To be done:
Pull out each line of the material below that contains the word "chair", and copy those lines unchanged.

Supplied data:

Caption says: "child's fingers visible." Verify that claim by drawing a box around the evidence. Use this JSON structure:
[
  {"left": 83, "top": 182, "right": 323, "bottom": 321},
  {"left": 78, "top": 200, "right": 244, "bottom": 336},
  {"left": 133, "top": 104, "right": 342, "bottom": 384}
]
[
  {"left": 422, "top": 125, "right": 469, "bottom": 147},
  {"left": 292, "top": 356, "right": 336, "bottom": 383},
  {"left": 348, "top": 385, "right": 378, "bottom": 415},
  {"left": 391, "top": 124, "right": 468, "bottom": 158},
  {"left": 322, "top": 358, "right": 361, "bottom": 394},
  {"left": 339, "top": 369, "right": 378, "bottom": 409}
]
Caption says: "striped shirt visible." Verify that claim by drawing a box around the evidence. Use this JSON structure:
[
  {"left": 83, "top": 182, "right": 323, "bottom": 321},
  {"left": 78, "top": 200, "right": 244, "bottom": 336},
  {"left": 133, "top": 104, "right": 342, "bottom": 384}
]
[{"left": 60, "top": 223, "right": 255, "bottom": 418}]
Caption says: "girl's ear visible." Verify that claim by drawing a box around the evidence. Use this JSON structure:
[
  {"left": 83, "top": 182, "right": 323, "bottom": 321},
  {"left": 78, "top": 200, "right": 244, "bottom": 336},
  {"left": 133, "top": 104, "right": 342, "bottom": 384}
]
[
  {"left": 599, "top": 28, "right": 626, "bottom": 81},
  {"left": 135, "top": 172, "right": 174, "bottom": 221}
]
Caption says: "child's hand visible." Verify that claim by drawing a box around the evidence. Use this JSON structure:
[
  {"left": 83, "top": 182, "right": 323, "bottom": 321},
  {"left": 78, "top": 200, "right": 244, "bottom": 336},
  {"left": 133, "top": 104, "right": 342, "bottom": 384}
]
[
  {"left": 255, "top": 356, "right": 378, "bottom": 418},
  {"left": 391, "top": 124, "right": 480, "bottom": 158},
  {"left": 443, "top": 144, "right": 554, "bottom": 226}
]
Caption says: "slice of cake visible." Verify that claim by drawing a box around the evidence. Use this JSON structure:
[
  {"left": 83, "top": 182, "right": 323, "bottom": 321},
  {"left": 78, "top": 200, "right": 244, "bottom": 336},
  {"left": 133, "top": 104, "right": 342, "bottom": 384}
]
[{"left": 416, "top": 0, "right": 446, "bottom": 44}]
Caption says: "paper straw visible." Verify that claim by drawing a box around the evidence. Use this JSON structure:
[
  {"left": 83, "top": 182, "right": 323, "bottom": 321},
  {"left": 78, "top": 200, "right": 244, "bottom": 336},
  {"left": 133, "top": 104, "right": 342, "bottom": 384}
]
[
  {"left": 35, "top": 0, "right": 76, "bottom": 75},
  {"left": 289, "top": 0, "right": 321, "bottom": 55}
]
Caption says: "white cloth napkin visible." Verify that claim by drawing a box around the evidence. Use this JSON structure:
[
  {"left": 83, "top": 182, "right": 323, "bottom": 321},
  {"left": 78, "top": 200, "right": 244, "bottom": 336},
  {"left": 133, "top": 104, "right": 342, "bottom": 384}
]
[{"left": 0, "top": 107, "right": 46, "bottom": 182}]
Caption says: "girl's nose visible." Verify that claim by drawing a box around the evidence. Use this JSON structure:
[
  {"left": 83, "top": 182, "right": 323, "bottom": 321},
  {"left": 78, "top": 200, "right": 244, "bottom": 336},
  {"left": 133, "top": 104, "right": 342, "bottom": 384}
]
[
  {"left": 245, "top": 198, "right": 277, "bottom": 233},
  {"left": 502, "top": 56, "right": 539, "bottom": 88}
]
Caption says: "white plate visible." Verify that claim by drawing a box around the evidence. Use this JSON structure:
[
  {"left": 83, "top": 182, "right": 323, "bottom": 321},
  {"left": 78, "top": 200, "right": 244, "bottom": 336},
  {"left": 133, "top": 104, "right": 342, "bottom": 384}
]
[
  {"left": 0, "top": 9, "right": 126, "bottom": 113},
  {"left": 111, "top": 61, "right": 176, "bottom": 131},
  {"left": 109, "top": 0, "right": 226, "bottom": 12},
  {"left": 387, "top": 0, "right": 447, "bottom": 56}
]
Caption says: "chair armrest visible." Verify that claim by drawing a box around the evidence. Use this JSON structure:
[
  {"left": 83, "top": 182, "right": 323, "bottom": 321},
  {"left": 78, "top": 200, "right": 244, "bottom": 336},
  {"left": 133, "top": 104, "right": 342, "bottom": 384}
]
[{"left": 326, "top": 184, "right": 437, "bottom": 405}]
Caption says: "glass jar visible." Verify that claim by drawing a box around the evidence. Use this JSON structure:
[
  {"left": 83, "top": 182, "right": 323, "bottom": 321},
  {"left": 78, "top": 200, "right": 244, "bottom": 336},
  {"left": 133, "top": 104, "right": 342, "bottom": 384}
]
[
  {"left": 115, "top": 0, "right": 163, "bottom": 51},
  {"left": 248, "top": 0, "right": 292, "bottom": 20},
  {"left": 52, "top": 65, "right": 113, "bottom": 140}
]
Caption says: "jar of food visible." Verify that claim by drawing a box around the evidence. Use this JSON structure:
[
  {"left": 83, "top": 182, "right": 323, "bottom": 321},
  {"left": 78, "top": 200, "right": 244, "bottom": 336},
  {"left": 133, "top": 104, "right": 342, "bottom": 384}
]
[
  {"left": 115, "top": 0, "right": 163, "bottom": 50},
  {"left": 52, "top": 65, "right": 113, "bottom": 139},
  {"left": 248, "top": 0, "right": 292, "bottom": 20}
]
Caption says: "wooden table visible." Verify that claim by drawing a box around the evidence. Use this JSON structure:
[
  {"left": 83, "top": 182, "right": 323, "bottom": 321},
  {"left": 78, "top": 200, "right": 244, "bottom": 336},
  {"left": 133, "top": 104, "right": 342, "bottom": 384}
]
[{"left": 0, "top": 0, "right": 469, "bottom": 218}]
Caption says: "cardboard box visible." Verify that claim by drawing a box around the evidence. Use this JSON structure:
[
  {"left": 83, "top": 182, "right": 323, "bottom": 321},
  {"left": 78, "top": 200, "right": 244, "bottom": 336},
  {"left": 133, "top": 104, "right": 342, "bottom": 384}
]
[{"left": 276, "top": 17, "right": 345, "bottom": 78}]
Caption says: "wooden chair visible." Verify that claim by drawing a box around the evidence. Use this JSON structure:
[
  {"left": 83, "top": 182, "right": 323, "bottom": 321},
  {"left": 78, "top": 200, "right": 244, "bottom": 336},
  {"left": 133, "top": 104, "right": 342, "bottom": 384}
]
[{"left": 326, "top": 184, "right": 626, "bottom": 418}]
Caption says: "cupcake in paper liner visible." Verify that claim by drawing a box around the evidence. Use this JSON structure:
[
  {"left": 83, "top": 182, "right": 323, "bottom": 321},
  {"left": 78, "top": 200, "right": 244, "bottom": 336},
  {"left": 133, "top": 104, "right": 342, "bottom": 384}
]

Task result:
Caption says: "chair armrest visible." Verify that claim by drawing a box around the evidence. Use this JSON structure:
Caption says: "wooden chair visible." Verify that claim by drawing a box around the evidence. Use this JSON structure:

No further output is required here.